> [Text excerpt]
After the Mentawais, where is A Liquid Future now operating and what do you guys do on a daily basis? Please give us an insight into the work you do in a day!
We operate on Morotai Island in Eastern Indonesia. On a daily basis we have our team staff on the ground and we run our Action Communication Programmes which involve photography, as well as underwater photography, art, murals, interactive creative media, English, technology and of course surfing. We run these programmes in three different locations along the East coast of Morotai. The maximum distance we cover is about half an hour from where we live.Twice a week we go to each of those locations and run the programmes from 2pm until 7.30pm, for three different age groups, from young children to youth and then to adults. Depending on what stage we’re at the programmes we’re either outside at the beach, in the jungle or in the classroom. Normally we wake up pretty early and go for a very early morning surf, swim, or something of that nature and then of course have breakfast. The day gets started with planning, preparing everything, jumping on our bikes and going off to the locations, setting up what needs to be ready and running the three lots of classes between 2pm and 7.30pm. After that it’s time to collect any stuff we brought with us at the different locations, drive back home, eat, collapse in a heap and probably laugh and smile at what happened during the day. This is what we call a typical work day. You have to imagine that the roads are empty. There’s no traffic, maybe a few cars and a few bikes, so you wave at everyone you know on the way. Sometimes there won’t be electricity, so you have to be able to change what you might have in mind, and always have back up plans. I discovered that this is actually good because great and spontaneous things usually come from it.
What do you think is the most common misconception people have of non-profits?
I couldn’t comment as I haven’t asked people. From applying for grants it’s believed that we can live off thin air as salaries are absolutely minimal or not provided. This I do find confusing. We do critical work, and often in very challenging conditions yet we shouldn’t get paid because we are helping people or the environment?
What is special about A Liquid Future? Why do you think your work is necessary?
I hope we represent possibilities. Who are you, what do you want to do, and what is it that do you need to have or know to do that? Let’s get to it. We spend so much of our lives being told what to do, how to do it and who to be. I don’t believe that’s what brings balance to an individual, society or the environment .
You look flawless. What’s your beauty secret while being in Indo, running around, teaching kids in the sun, surfing yourself and meeting political leaders?
Haha!! You are being charming again. Thank you for the compliment. Well I guess if you are lit up on the inside, it radiates out.
If there’s one thing you’d like women around the globe to know, what would it be?
Trust yourself. There’s nothing scarier than not doing so.

> [Dataset rows]
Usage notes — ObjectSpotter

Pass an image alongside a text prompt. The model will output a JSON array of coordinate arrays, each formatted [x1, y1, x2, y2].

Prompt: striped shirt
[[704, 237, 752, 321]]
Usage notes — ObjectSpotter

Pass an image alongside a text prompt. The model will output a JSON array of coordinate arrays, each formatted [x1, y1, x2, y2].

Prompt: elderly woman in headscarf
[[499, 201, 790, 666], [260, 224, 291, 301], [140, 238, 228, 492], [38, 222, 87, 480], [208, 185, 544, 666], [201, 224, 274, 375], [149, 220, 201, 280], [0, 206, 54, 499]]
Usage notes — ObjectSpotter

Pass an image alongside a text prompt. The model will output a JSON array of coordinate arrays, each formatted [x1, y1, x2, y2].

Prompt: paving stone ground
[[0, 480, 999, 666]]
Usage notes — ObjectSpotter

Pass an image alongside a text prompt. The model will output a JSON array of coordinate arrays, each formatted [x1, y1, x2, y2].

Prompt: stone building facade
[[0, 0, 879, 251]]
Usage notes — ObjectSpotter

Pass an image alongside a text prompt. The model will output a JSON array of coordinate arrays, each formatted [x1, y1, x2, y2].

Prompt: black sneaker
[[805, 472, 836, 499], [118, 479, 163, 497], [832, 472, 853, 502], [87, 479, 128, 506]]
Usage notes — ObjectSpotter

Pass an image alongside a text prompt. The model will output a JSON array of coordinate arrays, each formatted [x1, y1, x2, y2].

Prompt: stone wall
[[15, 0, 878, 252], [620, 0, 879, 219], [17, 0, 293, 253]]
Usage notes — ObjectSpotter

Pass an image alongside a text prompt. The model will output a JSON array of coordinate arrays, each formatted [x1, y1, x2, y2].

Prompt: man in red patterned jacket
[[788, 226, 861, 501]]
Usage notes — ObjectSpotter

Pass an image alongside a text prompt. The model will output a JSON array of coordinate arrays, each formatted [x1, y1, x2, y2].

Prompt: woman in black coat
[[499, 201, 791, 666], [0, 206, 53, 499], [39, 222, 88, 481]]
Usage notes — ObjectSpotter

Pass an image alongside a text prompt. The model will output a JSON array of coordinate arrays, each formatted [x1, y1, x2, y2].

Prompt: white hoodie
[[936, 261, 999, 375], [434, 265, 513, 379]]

> [Goals]
A. In the interview about A Liquid Future, retype everything from "I hope we represent" down to "not doing so.".
B. According to the interview about A Liquid Future, on which island does the organization operate?
The items were taken from a separate source.

> [Task responses]
A.
I hope we represent possibilities. Who are you, what do you want to do, and what is it that do you need to have or know to do that? Let’s get to it. We spend so much of our lives being told what to do, how to do it and who to be. I don’t believe that’s what brings balance to an individual, society or the environment .
You look flawless. What’s your beauty secret while being in Indo, running around, teaching kids in the sun, surfing yourself and meeting political leaders?
Haha!! You are being charming again. Thank you for the compliment. Well I guess if you are lit up on the inside, it radiates out.
If there’s one thing you’d like women around the globe to know, what would it be?
Trust yourself. There’s nothing scarier than not doing so.

B. Morotai Island in Eastern Indonesia.